--- Begin ---
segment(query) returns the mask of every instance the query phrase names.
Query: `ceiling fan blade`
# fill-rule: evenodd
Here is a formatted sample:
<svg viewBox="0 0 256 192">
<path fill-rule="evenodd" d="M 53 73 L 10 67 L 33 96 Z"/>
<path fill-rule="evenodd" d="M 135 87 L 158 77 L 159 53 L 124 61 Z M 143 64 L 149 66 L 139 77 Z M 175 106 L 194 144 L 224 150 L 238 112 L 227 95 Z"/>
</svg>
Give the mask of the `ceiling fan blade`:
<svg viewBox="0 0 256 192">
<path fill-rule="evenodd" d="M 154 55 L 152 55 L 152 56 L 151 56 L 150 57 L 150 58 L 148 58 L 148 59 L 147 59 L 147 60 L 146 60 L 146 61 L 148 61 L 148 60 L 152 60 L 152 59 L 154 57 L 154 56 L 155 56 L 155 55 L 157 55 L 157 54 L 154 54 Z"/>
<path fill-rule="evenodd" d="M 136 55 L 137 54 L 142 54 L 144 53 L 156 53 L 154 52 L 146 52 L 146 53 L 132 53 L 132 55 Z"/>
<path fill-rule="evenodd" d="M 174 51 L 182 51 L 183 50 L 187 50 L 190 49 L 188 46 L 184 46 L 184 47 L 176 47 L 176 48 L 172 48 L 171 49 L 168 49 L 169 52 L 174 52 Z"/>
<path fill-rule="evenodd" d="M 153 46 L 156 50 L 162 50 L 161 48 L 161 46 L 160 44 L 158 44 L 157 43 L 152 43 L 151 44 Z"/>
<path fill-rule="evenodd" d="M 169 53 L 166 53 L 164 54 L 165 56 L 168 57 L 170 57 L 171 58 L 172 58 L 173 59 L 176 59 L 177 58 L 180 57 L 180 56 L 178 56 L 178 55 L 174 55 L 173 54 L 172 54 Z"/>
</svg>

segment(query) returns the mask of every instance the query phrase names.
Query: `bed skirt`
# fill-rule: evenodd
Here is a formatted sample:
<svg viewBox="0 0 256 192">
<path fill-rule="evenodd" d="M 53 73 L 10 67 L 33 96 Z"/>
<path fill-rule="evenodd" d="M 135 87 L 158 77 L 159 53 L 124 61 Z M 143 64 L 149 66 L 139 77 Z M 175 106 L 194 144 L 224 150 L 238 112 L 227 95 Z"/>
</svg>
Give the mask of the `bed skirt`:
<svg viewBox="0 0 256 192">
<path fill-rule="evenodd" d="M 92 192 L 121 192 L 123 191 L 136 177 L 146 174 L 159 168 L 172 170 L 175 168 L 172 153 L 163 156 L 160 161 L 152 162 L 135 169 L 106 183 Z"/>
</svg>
--- End ---
*STATED GOAL:* Write out every line of the records again, requests included, and raise each number in the answers by 105. This covers both the outline coordinates and the viewBox values.

*PROBLEM SOLUTION:*
segment(query) returns the mask of every instance the query phrase names.
Query: `ceiling fan blade`
# fill-rule: evenodd
Here is a formatted sample:
<svg viewBox="0 0 256 192">
<path fill-rule="evenodd" d="M 53 73 L 10 67 L 33 96 Z"/>
<path fill-rule="evenodd" d="M 135 87 L 158 77 L 159 53 L 124 61 Z M 143 64 L 149 66 L 139 77 Z M 175 106 L 194 144 L 224 150 L 238 112 L 227 95 Z"/>
</svg>
Give the mask of the `ceiling fan blade`:
<svg viewBox="105 105 361 297">
<path fill-rule="evenodd" d="M 259 160 L 257 160 L 257 161 L 256 161 L 255 162 L 255 163 L 253 163 L 253 164 L 252 164 L 252 165 L 251 165 L 251 166 L 253 166 L 253 165 L 257 165 L 257 164 L 259 162 L 259 161 L 260 161 L 260 160 L 262 160 L 262 159 L 259 159 Z"/>
<path fill-rule="evenodd" d="M 241 160 L 242 159 L 247 159 L 249 158 L 261 158 L 259 157 L 251 157 L 251 158 L 237 158 L 237 160 Z"/>
<path fill-rule="evenodd" d="M 279 156 L 287 156 L 288 155 L 292 155 L 295 154 L 293 151 L 289 151 L 289 152 L 281 152 L 281 153 L 277 153 L 276 154 L 273 154 L 274 157 L 279 157 Z"/>
<path fill-rule="evenodd" d="M 258 151 L 261 155 L 267 155 L 266 153 L 266 151 L 265 149 L 263 149 L 262 148 L 257 148 L 256 149 Z"/>
<path fill-rule="evenodd" d="M 274 158 L 271 158 L 269 159 L 270 161 L 273 162 L 275 162 L 276 163 L 277 163 L 278 164 L 281 164 L 282 163 L 285 162 L 285 161 L 283 161 L 283 160 L 279 160 L 278 159 L 277 159 Z"/>
</svg>

segment(query) returns the mask of every instance the query phrase names.
Query: `bed skirt`
# fill-rule: evenodd
Here is a formatted sample:
<svg viewBox="0 0 256 192">
<path fill-rule="evenodd" d="M 53 73 L 10 67 L 33 96 Z"/>
<path fill-rule="evenodd" d="M 135 87 L 158 77 L 159 53 L 124 61 Z M 143 64 L 149 66 L 139 77 Z M 175 106 L 194 144 L 224 150 L 238 112 L 227 95 Z"/>
</svg>
Give the mask of the `bed skirt`:
<svg viewBox="105 105 361 297">
<path fill-rule="evenodd" d="M 197 297 L 226 297 L 228 296 L 241 282 L 251 279 L 264 273 L 277 275 L 280 273 L 277 258 L 268 261 L 265 266 L 257 267 L 240 274 L 211 288 Z"/>
</svg>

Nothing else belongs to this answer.